Top of Data section

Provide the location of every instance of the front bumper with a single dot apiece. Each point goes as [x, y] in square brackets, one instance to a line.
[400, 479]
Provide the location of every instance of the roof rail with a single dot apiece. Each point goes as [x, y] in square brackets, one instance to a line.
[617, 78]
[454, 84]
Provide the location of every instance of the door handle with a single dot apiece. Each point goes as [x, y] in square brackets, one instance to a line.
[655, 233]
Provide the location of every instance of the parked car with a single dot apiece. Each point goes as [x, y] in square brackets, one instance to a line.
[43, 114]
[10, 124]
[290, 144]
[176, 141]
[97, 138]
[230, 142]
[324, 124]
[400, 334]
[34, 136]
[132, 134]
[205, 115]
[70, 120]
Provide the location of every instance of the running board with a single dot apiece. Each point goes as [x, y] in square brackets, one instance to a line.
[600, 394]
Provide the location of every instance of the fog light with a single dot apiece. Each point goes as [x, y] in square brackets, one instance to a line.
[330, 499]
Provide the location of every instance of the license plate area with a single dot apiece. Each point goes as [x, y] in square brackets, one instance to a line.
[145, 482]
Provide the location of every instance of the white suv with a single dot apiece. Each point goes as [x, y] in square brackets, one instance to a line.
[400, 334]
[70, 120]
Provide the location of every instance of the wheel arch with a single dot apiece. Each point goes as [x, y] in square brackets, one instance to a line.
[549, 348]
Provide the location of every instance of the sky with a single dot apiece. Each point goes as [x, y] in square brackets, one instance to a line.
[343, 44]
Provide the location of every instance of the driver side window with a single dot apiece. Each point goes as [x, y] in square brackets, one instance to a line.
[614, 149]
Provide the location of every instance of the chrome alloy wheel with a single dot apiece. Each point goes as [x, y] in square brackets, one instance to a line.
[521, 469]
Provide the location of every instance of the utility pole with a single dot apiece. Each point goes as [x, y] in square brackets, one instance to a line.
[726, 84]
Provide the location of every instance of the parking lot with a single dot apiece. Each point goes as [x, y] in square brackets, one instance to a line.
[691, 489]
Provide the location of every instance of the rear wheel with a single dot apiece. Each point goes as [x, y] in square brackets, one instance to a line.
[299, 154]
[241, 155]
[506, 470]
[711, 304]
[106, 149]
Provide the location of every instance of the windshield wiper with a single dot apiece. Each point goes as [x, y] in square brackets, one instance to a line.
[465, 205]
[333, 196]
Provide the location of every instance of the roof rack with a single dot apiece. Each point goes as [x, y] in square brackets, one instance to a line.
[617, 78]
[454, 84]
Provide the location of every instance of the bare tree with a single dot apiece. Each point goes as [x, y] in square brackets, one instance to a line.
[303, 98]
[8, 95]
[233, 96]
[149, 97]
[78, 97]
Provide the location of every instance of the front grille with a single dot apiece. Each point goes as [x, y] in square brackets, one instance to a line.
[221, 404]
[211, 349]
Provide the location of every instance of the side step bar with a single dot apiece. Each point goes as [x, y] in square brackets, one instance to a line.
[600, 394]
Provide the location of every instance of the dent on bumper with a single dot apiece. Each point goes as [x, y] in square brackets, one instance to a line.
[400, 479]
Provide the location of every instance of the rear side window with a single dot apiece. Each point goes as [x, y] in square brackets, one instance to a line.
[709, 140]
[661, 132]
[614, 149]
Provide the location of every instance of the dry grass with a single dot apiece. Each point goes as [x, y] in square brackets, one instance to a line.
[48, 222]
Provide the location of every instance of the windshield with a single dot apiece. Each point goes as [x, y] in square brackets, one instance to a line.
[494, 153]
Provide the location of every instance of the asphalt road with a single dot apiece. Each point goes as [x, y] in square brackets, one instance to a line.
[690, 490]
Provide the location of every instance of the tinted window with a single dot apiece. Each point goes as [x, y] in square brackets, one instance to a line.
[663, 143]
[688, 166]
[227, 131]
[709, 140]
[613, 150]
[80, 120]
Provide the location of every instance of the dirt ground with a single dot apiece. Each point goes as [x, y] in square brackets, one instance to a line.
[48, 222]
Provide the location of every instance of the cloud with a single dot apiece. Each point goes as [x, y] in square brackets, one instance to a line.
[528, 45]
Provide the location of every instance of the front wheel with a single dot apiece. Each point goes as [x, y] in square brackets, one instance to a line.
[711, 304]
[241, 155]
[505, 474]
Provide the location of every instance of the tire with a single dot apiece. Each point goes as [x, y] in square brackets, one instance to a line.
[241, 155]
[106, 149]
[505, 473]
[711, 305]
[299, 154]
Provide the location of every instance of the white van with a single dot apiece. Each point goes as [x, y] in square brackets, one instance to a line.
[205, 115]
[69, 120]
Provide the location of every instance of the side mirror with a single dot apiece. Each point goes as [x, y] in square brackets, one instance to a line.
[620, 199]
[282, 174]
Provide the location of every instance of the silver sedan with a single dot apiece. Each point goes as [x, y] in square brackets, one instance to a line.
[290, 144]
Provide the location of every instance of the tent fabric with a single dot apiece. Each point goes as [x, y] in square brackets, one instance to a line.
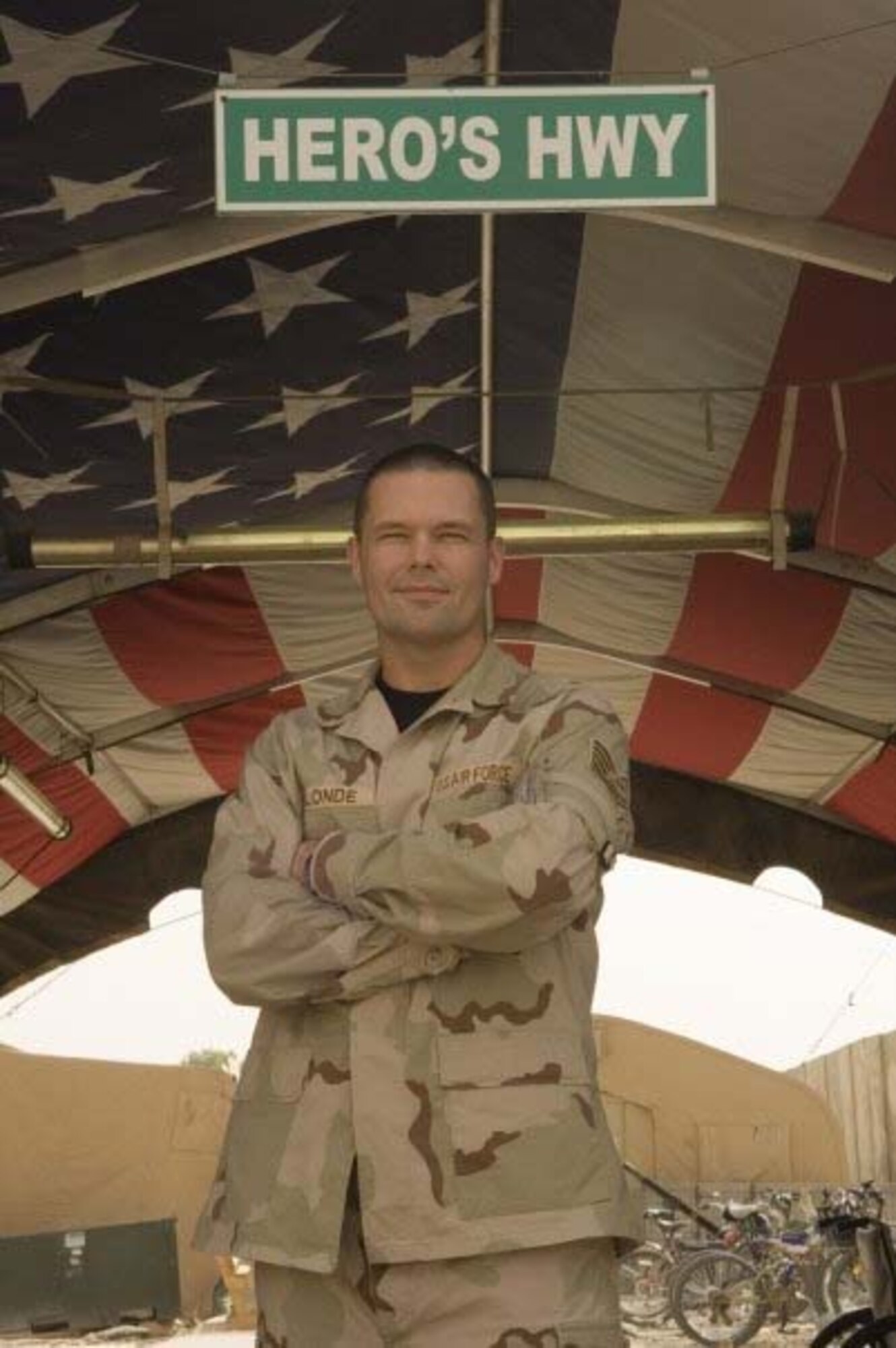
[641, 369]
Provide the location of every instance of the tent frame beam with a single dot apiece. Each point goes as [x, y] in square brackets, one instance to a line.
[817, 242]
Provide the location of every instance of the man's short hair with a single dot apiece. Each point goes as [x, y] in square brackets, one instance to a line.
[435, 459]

Bottom of Data section

Problem to work on
Retype all of the material above exactly; the pictures stay out.

Result of the task
Provide the location of every instance of the front bumper with a single dot apiece. Each point goes as [x, y] in square brackets, one instance to a line.
[400, 479]
Provide the location of every instance of the roof rail with a single dot apiece. Each point goes as [x, y] in square brackets, one instance to a line.
[617, 78]
[454, 84]
Provide the location of every instance of the door handle with a single dot apiece. Each point goes as [x, y] in square brackets, one instance to a line.
[655, 233]
Provide the location of every instance of the parked car with a single dot apiece. Each point goes as [x, y] in square brackets, one instance to a line.
[43, 114]
[10, 124]
[290, 144]
[176, 141]
[97, 138]
[230, 142]
[324, 124]
[400, 334]
[34, 136]
[132, 134]
[205, 115]
[70, 120]
Provide the location of every instance of the running board with a single dot apiece. Each point goes as [x, y] in square brackets, one instance to a line.
[600, 394]
Provide the location of every instance of the fog light with a single dot apiece. Each point goes as [x, y] in square brackets, one instance to a line.
[330, 499]
Provide the location of every instance of the license plate area with a single dot apiece. Each point goes as [x, y] in square brackets, one instance to a line.
[145, 482]
Provide the location of every instance of the white suv with a single dot apiece. Each point goes as [x, y] in square brackets, one instance to a line.
[400, 334]
[70, 120]
Provide the location of every instance of the wheel arch with a single dot apiece. Each point goes as [x, y] in square brackets, one instance to a line.
[549, 348]
Provide the location of every instance of the sky with a single dot apiece. Each point goes as [x, y] in square brackets, one instance to a line.
[343, 44]
Provide the location of every instance of the driver side window with a single dot apiece. Each point goes as [x, y] in square brackets, one instance to a line.
[614, 149]
Provide the location of every instance of the chrome alloy wheel with a single dot apiece. Each point goes as [x, y] in square brackets, one instance to a line.
[521, 469]
Provide the location of every instance of the utility pole with a single dot apiece. Each point goes as [x, y] in square brackets, one instance to a line.
[726, 84]
Provide the location of every instance of the parking lot with a single dot apiece. Each point goes as [x, y] in square brackets, one instance to a line.
[691, 489]
Provide the location of every instance of the rear wheel with a single dot apiece. Each point goes as [x, y] in square brackets, one instance to a line.
[299, 154]
[241, 155]
[506, 470]
[711, 304]
[106, 149]
Provide the location of every instance of the windshield wiper with a single dot apiece. Each point goes as [x, y] in square brackets, one instance to a line.
[465, 205]
[333, 196]
Provide the location of every instance of the roof rack with a single dot apiece. Each point goes as [x, y] in square brackets, one instance to a line.
[617, 78]
[454, 84]
Provide the location of every instance of the bare tree with a single dot apiece. Each point goes as [x, y] in square brackets, one instance to a line.
[303, 98]
[8, 95]
[233, 96]
[149, 97]
[78, 97]
Provide the location of every instance of the front grille with a single dot apiece. Each point goes as [x, y] in square brackets, one instance to a line.
[221, 404]
[211, 349]
Provide the location of every instance of the side step bar with a single dot apiece. Each point goes as [x, y] in square brackets, one instance to a line.
[600, 394]
Provide the location of every instance of the dent on bumper with a single dot apiece. Each point goes as [x, y] in square brackets, one instance to a line.
[400, 479]
Provide the location of every instance of the rear side window with a single dot apiece. Each point goes as [x, y] in square brackets, one instance to a line.
[709, 140]
[661, 132]
[614, 149]
Provide the location of every instance of the dry grass with a single dot apiece. Each point goes as [x, y] in square brackets, one instance to a line.
[48, 222]
Provide the location of every instance of the windshield with a single dot apiece. Each point goes as [x, y] in square brackets, one instance to a line.
[494, 153]
Provide the location of every instance of the asphalt road with a single dot apiece. Each point goes as [x, y] in square brackets, one instance to a line.
[690, 490]
Provide the location of every instance of the tinted window with a single dot apiece. Each point goes as [x, y] in square brackets, one instance to a line.
[663, 143]
[688, 166]
[227, 131]
[709, 140]
[613, 150]
[80, 120]
Provide the location of every instance of the dirt ground with a single dot apiece. Each point goes as [x, y] in square brackets, one instance to a line.
[48, 222]
Provide the location of every instance of the cloud with a single dot apiece. Each point goes as [x, y] in square brackets, one instance to a line.
[528, 45]
Provide the location of every instance of the front wheel with a single dot apiece. Each point goes as [x, y] in square brackets, one instance to a line.
[711, 304]
[241, 155]
[505, 474]
Provide the location of every instance of the tire with a single dot apiece. Each point goes as [x, y] in square brackets, one instance to a line.
[241, 155]
[106, 149]
[505, 473]
[711, 305]
[299, 154]
Provide the location of every instance of the white van with a single dot apiece. Each point goes as [x, y] in square brackets, one instance to a line.
[205, 115]
[69, 120]
Provide the location of every instance of the side mirror with a single dot apiece. Each point goes as [x, y] in square brackets, one instance to a line.
[620, 199]
[282, 174]
Provide the location of every instance of the silver sedan with a single dot apiece. Each point goes as [x, y] in square brackets, one instance to a line.
[290, 144]
Provide the location of every instance of the tent fabric with a single dot apiece. Each point goes as [x, y] in square brackets, one instance to a line.
[641, 369]
Provide the location of every instance of the tent frame beam with a single dot apiece. Each point goes as [x, y] in square brackets, one instance to a line.
[817, 242]
Provide the location of every instance of the man's short hair with a single dot apiece. Each point goes as [x, y] in square brackets, one instance to a line.
[435, 459]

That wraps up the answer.